- WHAT TO DO: Please set down all of the data below verbatim.
START DATASET ENTRIES
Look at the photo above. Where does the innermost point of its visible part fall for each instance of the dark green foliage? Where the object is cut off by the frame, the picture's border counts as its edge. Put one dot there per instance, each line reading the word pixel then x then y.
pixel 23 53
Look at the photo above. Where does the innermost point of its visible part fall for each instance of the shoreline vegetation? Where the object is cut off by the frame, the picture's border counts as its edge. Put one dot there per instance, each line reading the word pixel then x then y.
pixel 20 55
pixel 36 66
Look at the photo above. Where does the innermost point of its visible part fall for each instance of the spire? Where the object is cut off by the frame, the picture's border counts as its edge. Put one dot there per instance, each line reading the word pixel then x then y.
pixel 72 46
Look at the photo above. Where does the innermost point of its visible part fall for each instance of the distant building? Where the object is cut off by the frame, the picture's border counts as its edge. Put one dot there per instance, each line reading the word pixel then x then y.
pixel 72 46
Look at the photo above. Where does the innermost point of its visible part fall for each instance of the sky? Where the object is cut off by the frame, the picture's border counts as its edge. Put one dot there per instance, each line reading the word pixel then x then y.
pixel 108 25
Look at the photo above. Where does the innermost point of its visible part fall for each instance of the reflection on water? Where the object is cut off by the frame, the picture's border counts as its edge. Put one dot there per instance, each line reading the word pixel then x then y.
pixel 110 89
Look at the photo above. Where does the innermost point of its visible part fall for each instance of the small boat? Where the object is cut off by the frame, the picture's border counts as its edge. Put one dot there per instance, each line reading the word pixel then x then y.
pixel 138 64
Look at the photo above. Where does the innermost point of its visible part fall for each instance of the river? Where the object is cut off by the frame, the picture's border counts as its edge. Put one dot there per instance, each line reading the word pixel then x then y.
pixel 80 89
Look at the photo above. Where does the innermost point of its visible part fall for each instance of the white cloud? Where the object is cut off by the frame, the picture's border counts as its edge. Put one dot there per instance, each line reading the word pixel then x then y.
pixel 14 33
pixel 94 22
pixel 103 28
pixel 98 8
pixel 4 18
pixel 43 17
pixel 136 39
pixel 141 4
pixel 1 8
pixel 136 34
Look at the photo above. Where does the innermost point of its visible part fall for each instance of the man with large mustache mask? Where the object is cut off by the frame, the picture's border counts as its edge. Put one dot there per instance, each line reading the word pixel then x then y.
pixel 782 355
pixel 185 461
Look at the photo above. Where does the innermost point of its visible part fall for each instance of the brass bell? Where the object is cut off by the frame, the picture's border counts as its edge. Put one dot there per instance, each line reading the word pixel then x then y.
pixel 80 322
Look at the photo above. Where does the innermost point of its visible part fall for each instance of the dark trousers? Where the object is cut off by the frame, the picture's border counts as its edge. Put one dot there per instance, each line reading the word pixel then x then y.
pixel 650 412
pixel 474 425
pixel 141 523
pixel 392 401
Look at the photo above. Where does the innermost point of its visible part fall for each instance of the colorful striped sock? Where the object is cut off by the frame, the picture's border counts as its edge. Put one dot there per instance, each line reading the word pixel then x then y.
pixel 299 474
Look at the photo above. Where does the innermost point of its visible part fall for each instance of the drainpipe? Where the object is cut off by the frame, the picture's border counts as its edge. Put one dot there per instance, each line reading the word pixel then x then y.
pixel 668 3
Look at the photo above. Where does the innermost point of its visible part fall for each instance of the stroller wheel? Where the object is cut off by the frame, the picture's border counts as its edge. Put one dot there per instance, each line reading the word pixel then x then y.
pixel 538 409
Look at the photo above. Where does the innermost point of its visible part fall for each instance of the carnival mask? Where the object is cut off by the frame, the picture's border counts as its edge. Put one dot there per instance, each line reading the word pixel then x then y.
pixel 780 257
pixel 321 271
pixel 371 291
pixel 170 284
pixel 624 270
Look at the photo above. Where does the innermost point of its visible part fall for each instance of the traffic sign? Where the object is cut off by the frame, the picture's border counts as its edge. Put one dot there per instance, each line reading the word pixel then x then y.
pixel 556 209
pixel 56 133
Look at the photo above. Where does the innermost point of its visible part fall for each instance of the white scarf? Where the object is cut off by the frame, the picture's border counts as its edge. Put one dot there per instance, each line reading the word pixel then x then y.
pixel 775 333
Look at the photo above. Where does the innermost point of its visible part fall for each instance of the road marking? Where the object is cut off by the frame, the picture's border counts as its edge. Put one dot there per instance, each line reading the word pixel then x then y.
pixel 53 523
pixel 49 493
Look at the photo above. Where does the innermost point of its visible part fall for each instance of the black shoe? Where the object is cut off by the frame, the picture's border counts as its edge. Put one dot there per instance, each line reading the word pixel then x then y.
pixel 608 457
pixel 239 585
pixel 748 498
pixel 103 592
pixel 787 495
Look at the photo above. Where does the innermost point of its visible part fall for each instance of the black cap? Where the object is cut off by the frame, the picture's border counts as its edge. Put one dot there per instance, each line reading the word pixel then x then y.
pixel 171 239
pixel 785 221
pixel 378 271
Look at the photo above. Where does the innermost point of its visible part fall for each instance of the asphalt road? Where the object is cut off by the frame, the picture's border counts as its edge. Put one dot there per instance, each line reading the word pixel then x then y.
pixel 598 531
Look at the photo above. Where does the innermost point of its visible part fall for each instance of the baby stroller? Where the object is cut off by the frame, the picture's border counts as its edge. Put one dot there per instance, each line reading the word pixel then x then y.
END DATASET ENTRIES
- RESPONSE TO THE EXERCISE:
Look at the photo above. Where does the innermost point of its visible part fall for each instance of the dark green foliage? Where the object is cut off by the frame, the picture's border counts as its edge. Put one dot there per instance, each line reading the word pixel then x then y.
pixel 23 53
Look at the photo above. Where does the innermost point of its visible part fall for each instance of the shoreline vegetation? Where the object is cut off by the frame, the picture's border counts as its edge. Put one dot there per instance, each line reading the word pixel then x then y.
pixel 20 55
pixel 36 66
Look at the photo above. Where does the innermost point of its visible part fall for each instance of the spire? Where the object is cut off by the frame, the picture's border counts as its edge. Put one dot there per instance, each line reading the word pixel then x then y.
pixel 72 46
Look at the photo above. Where does the innermost point of its visible part fall for each instance of the distant building? Where the object is cut off by the frame, the picture's border counts as its edge. Put one dot there per instance, each line reading the word pixel then x then y.
pixel 72 46
Look at the photo above. Where does the innermost point of its visible part fall for each instance of the sky? Where the object is cut off by the frame, the picture's border counts as its edge. Put one dot there per instance, each line reading the word pixel then x then y.
pixel 108 25
Look at the photo above. Where does the innermost point of its visible part fall for each instance of the reflection on water? Where the object is cut off by the frame, the picture's border counts as its edge. Put one dot there per instance, each line reading the word pixel then x then y.
pixel 110 89
Look at the photo above. Where does the innermost point of its visible part fall for each instance of the small boat? Where the object is cut off by the frame, the picture's border counts as its edge. Put one dot there per instance, each line reading the word pixel then x then y.
pixel 138 64
Look at the photo above. Where does the innermost point of its visible part fall for each instance of the river? Where the object is cut off by the frame, the picture's border counts as its edge. Put one dot there per instance, each line reading the word pixel then x then y.
pixel 80 89
Look at the photo above. Where does the innermost point of its visible part fall for each instance of the white cloud? Where the object is cut off by the frame, the picture's border counts as its edge. Put one dot there per instance, each line reading the word pixel then x then y.
pixel 14 33
pixel 94 22
pixel 103 28
pixel 98 8
pixel 4 18
pixel 43 17
pixel 136 39
pixel 141 4
pixel 1 8
pixel 136 34
Look at the photo above. Where does the innermost point of its visible part fall for each instance of the man with large mustache mask? Where the object is cut off by the frame, the picture's border counts as its edge. Put one dot there per instance, each line reading the word pixel then x then y.
pixel 782 355
pixel 185 461
Look at the photo above. Where does the innermost point of its visible part fall for each instance of the brass bell? Where the object is cut off by the frame, the picture's border counts as its edge. Put one dot there per instance, each line reading the word pixel then x then y.
pixel 80 322
Look at the photo above. Where does the innermost point of its visible part fall for each instance of the dark trousers? Where the object is cut off by the frame, the picture's border counts as its edge. Put one dot there per instance, each line reading the word pixel then x then y.
pixel 650 412
pixel 474 425
pixel 141 523
pixel 392 401
Look at the photo above. Where does the innermost point of its visible part fall for each instance of the colorful striped sock? Where the object is cut off by the frame, the picture's border counts as its edge. Put one dot there per instance, each line reading the word pixel then x then y.
pixel 299 474
Look at the photo above. Where does the innermost point of its visible part fall for each instance of the drainpipe? Where the object is cut off by the frame, the picture's border counts as its edge. Put one dot there per instance, each line reading the word pixel then x then y.
pixel 668 3
Look at the photo above. Where does the innermost point of its visible part fall for each instance of the stroller wheel? Where the object is cut off by the frame, the picture's border counts as its edge. Put one dot there per instance, each line reading the word pixel then x then y.
pixel 538 409
Look at the photo above. Where does the innermost point of its visible part fall for each instance of the carnival mask? Where the object is cut off by the frame, the picture's border counts as its edge. Put one dot there per instance, each line reading the word pixel then x then y.
pixel 780 257
pixel 321 271
pixel 371 291
pixel 170 284
pixel 624 270
Look at the photo above. Where does the innermost point of its visible part fall for each instance of the traffic sign? Where the object is cut off by the frame, the picture's border counts as its edge. Put one dot there per instance, each line reading the word pixel then x then y.
pixel 556 209
pixel 56 133
Look at the photo above. Where does the innermost point of its visible part fall for each instance of the white scarf? Where the object is cut off by the frame, the picture's border counts as its edge. Put one dot there per instance, each line reading the word pixel then x then y.
pixel 775 333
Look at the photo above. Where does the innermost point of its visible part fall for each instance of the road marking? Where the object is cut off by the frame, the picture's border counts as its edge. Put one dot there per instance, each line reading the word pixel then x then y.
pixel 53 523
pixel 49 493
Look at the photo above. Where does the innermost point of its visible part fall for each instance of the black shoe? Where the object is cut off by the frame, the picture's border counts as its edge. Put one dot there per instance, each line reading the word pixel then x then y.
pixel 608 457
pixel 239 585
pixel 748 498
pixel 103 592
pixel 787 495
Look at the photo above. Where does the innermost point of its visible part fall for each instance of the black cap? Where the object is cut off by the frame, the picture's border counts as its edge. Put one dot there per instance, each line reading the word pixel then x then y.
pixel 171 239
pixel 785 221
pixel 378 271
Look at the photo above. Where does the innermost point of its visible part fall for each instance of the asphalt road? Where the object is cut off by the frame, the picture's border counts as its edge. Put one dot there per instance, each line reading the word pixel then x then y.
pixel 598 531
Look at the photo above. Where does the innermost point of its visible part fall for each instance of the baby stroller? Where the object is cut off by the frame, the picture's border counts as its edge. Put one dot there per instance, each line reading the word pixel then x then y.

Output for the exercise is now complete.